## EXERCISE INSTRUCTIONS
Set down the records that follow exactly, every line of them.

(Saved data entries)
= = = =

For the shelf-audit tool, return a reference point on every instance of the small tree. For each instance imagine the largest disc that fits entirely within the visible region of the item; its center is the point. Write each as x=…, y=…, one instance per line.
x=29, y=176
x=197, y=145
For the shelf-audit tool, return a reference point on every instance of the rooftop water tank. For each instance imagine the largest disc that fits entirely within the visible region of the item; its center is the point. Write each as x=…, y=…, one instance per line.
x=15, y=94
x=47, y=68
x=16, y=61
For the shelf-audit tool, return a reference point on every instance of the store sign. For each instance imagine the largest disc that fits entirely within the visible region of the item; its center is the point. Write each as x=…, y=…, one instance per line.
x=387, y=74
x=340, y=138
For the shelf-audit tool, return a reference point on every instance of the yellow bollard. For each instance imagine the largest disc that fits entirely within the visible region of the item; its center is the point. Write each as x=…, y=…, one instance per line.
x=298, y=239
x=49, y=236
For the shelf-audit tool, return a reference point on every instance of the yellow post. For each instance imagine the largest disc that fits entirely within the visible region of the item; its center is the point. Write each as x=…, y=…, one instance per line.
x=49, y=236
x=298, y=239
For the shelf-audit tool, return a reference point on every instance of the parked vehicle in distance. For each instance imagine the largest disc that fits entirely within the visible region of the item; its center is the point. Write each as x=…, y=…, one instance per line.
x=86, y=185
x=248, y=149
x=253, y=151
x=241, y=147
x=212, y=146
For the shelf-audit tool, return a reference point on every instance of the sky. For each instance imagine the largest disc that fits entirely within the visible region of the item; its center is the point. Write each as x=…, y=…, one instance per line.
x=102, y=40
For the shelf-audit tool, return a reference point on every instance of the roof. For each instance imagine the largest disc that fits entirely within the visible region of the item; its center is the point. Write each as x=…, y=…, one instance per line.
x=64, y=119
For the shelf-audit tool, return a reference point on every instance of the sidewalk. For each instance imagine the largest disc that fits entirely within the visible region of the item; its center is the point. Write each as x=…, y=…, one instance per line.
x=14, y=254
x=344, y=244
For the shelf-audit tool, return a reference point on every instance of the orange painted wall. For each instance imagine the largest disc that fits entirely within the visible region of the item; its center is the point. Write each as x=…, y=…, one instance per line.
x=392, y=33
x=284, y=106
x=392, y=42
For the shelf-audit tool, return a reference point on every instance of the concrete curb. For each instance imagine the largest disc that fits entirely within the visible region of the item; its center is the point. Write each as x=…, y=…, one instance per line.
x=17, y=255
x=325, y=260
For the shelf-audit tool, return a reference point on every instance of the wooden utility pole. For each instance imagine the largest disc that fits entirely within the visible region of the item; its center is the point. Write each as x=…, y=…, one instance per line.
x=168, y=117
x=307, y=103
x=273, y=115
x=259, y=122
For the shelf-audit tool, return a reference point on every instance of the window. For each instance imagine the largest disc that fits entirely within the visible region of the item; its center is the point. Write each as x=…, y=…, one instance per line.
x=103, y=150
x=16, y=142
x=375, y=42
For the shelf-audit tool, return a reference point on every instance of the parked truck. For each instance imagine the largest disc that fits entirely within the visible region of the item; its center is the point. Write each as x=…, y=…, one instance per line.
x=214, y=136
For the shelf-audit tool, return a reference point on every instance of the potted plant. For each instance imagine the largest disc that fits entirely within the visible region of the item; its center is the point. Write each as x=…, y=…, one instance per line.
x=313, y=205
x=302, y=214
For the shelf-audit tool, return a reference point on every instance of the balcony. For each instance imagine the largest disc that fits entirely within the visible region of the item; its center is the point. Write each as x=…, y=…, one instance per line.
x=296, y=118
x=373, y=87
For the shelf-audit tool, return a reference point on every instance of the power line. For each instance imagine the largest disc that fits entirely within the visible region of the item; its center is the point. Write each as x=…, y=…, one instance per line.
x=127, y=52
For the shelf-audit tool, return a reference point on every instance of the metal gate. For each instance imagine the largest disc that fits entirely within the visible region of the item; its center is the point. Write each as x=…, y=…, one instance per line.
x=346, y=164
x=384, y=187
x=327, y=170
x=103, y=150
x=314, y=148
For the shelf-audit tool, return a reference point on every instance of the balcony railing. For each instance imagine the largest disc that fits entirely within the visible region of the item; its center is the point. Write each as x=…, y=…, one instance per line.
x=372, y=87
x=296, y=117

= = = =

## ANSWER BELOW
For the shelf-audit tool, return a reference point on every instance of the small tree. For each instance imagine the largest disc that fits entirely within the visible region of the item; its center is the point. Write each as x=…, y=…, one instance per line.
x=29, y=176
x=197, y=145
For the shelf-audit tool, return a reference point on every instance of the rooftop water tank. For each instance imagine the largest disc that fits entirely within the visible region of the item; its center is the point. Write each as x=…, y=…, one instance per line.
x=15, y=94
x=47, y=68
x=16, y=61
For the shelf-audit tool, return a reference point on every instance of the store sign. For each instance imagine the largest disc that fits entirely within the visible region of the item; its center is the point. Write each as x=…, y=…, one instance per line.
x=387, y=74
x=340, y=138
For the shelf-audit tool, return a reference point on every instance of the yellow bollard. For each instance imagine the largest disc that fits entirely within the visible region of the item; its center is the point. Write each as x=…, y=…, one instance per line.
x=298, y=239
x=49, y=236
For the shelf-audit tool, return a reference point on every instance of the yellow post. For each instance imagine the largest disc that fits entirely within the visible region of the item; its center is the point. Write each as x=…, y=…, one instance per line.
x=49, y=236
x=298, y=239
For the shelf-audit tool, return a reference point on every instance of the parked vehicle in distance. For each instance imagine the largest disc that fits entirely within the visible region of the item; its center is the point. Write each as x=…, y=…, one instance per line.
x=86, y=185
x=248, y=149
x=253, y=151
x=241, y=147
x=212, y=146
For the shelf-audit tool, return a reference point on every instance of the sky. For each instance imagine the largest disc that fits entirely within the visible region of the item; its center is the point. Write each as x=…, y=…, one instance per line.
x=102, y=40
For the shelf-audit tool, return a reference point on every instance of the roof. For each instance imagine the largest disc that fits entirely within the visible region of the item; its center is the point. Write each as x=…, y=…, one instance per line.
x=64, y=119
For the shelf-audit tool, return a reference point on every instance of the sidewalk. For each instance imagine the largest disc that fits entirely within the visible region of the item; its center is the point. Write each as x=…, y=…, one instance per line.
x=14, y=254
x=344, y=244
For the shelf-audit tool, return a reference point on every instance of the orange painted wall. For each instance imagine the largest disc that fits entirely within the visible region of the item; its center is the point. Write each as x=…, y=…, one instance per line.
x=392, y=33
x=284, y=106
x=392, y=42
For the shelf-audit tool, return a reference point on every instance of the concrete curb. For each instance imagine the largest disc that fits entirely within the visible region of the item; its center is the point. Write each as x=…, y=…, one instance per line.
x=17, y=255
x=325, y=260
For the shelf-audit tool, return a reference point on every instance of the wooden utility pole. For each instance imagine the largest disc that fits entirely within the visible region of the item; its center is the point. Write each as x=…, y=…, one instance per line.
x=168, y=117
x=307, y=103
x=273, y=115
x=259, y=122
For the shelf-audit tool, return a reference point on every instance of the window. For each instance imagine the largest disc that fits entirely within the visible region of the item; its center is the point. Write each as x=…, y=…, one instance per line.
x=103, y=150
x=16, y=142
x=375, y=42
For the shelf-audit tool, return a reference point on every instance of the parked truck. For each instance imagine the largest disc that fits entirely within the visible region of the item; its center is the point. Write each as x=…, y=…, one instance per line.
x=214, y=136
For the shelf-audit tool, return a reference point on every instance of the potted plant. For each instance imagine the largest disc that fits entirely within the visible region of the item; its center is the point. Write each as x=…, y=…, one instance per line.
x=313, y=205
x=302, y=214
For the shelf-audit tool, return a reference point on every instance of the balcony. For each instance imagine the largest disc that fits entirely within the visible region of the item; its center is the point. Write each as x=…, y=…, one instance per line.
x=296, y=118
x=373, y=87
For the shelf-audit tool, return a reference point on every instance of the power line. For each instance imagine the largest disc that fits entirely within the visible region of the item; its center is the point. Write each as x=…, y=…, one instance per line.
x=127, y=52
For the shelf-audit tool, return a reference point on every instance of the metal gate. For each instance imagine the largest disc that fits entirely within the visible region of the item; its center is the point. Write each as x=…, y=…, one instance per line.
x=346, y=164
x=384, y=187
x=327, y=170
x=103, y=150
x=314, y=148
For the shelf-audit tool, return a reference point on every instance of the balcony railing. For each instance imagine the largest disc that fits entirely within the visible region of the item; its center is the point. Write each as x=…, y=…, one instance per line.
x=372, y=87
x=296, y=117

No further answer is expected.